* **EXERCISE AIM**
Continue the patent text on the toy vehicle drive train, picking up right after its last sentence.

>> Start EXTRACT TO READ

In another aspect of the invention, a drive-train assembly for a toy vehicle includes a front gear train and a rear gear train, each include a clutch-gear. The front and rear clutch-gears communicate via a lever such that when the lever is in a first position, the clutch-gears engage with other gears in their respective gear trains and when the lever is in a second position, the clutch-gears disengage from the other gears in their respective gear trains. When the clutch-gears are engaged, the gear trains cooperate to transfer rotational force from one end of the train to the other through the customary operation of gear trains. When the clutch-gears are disengaged, rotational force applied at one or the other ends of the gear trains will not transfer through the gear train because the disengaged clutch-gears break the transfer chain through the train.

Through practice of various aspects of the invention, a toy vehicle can be configured to simply switch from freewheel mode to drive mode and back.

BRIEF DESCRIPTION OF THE SEVERAL VIEWS OF THE DRAWING

These and other features, aspects, and advantages of the present invention will be become better understood with reference to the following description, appended claims, and accompanying drawings where:

FIG. 1 is a perspective view of an exemplary embodiment of a toy vehicle according to the invention.

FIG. 2 is an exploded perspective view of an exemplary embodiment of a toy vehicle according to the invention.

FIG. 3 is an exploded view of a bottom portion of an exemplary embodiment of a toy vehicle according to the invention.

FIG. 4 is an exploded view of a bottom portion of an exemplary embodiment of a toy vehicle according to the invention.

FIG. 5 is an exploded view of an exemplary gear set and wheel assembly according to the invention.

FIG. 6a is a top view of a drive-configured exemplary gear set according to the invention.

FIG. 6b is a top view of a freewheel-configured exemplary gear set according to the invention.

>> End EXTRACT TO READ
>> Start SUPPLIED MATERIAL

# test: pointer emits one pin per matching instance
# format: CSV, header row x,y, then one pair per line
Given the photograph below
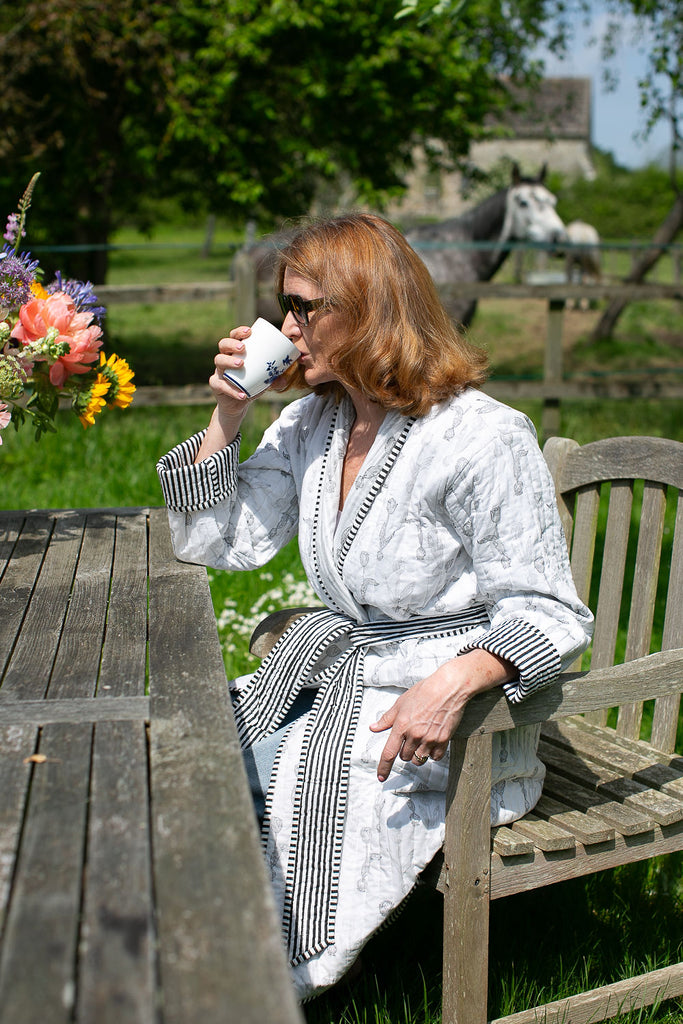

>> End SUPPLIED MATERIAL

* **OUTPUT**
FIG. 7a is a top view of a drive-configured exemplary gear set and mode-selector lever according to the invention.

FIG. 7b is a top view of a freewheel-configured exemplary gear set and mode-selector lever according to the invention.

FIG. 8a is a top view of a drive-configured exemplary gear set, mode-selector lever, and mode-selector switch according to the invention.

FIG. 8b is a back view of a drive-configured exemplary gear set, wheel assembly, mode-selector lever, and mode-selector switch according to the invention.

FIG. 9a is a top view of a freewheel-configured exemplary gear set, mode-selector lever, and mode-selector switch according to the invention.

FIG. 9b is a back view of a freewheel-configured exemplary gear set, wheel assembly, mode-selector lever, and mode-selector switch according to the invention.

FIG. 10a is a top perspective view of a top-cover of a bottom portion of an exemplary embodiment of a toy vehicle according to the invention.

FIG. 10b is a bottom perspective view of a top cover of a bottom portion of an exemplary embodiment of a toy vehicle according to the invention.

FIGS. 11a-11c are various views of a drive-configured gear set, wheel assembly, mode-selector lever, and mode-selector switch of an exemplary embodiment of a toy vehicle according to the invention.

FIGS. 12a-12c are various views of a freewheel-configured gear set, wheel assembly, mode-selector lever, and mode-selector switch of an exemplary embodiment of a toy vehicle according to the invention.

DETAILED DESCRIPTION OF THE INVENTION

In the summary above, and in the description below, reference is made to particular features of the invention in the context of exemplary embodiments of the invention. The features are described in the context of the exemplary embodiments to facilitate understanding. But the invention is not limited to the exemplary embodiments. And the features are not limited to the embodiments by which they are described. The invention provides a number of inventive features which can be combined in many ways, and the invention can be embodied in a wide variety of contexts. Unless expressly set forth as an essential feature of the invention, a feature of a particular embodiment should not be read into the claims unless expressly recited in a claim.

Except as explicitly defined otherwise, the words and phrases used herein, including terms used in the claims, carry the same meaning they carry to one of ordinary skill in the art as ordinarily used in the art.

Because one of ordinary skill in the art may best understand the structure of the invention by the function of various structural features of the invention, certain structural features may be explained or claimed with reference to the function of a feature. Unless used in the context of describing or claiming a particular inventive function (e.g., a process), reference to the function of a structural feature refers to the capability of the structural feature, not to an instance of use of the invention.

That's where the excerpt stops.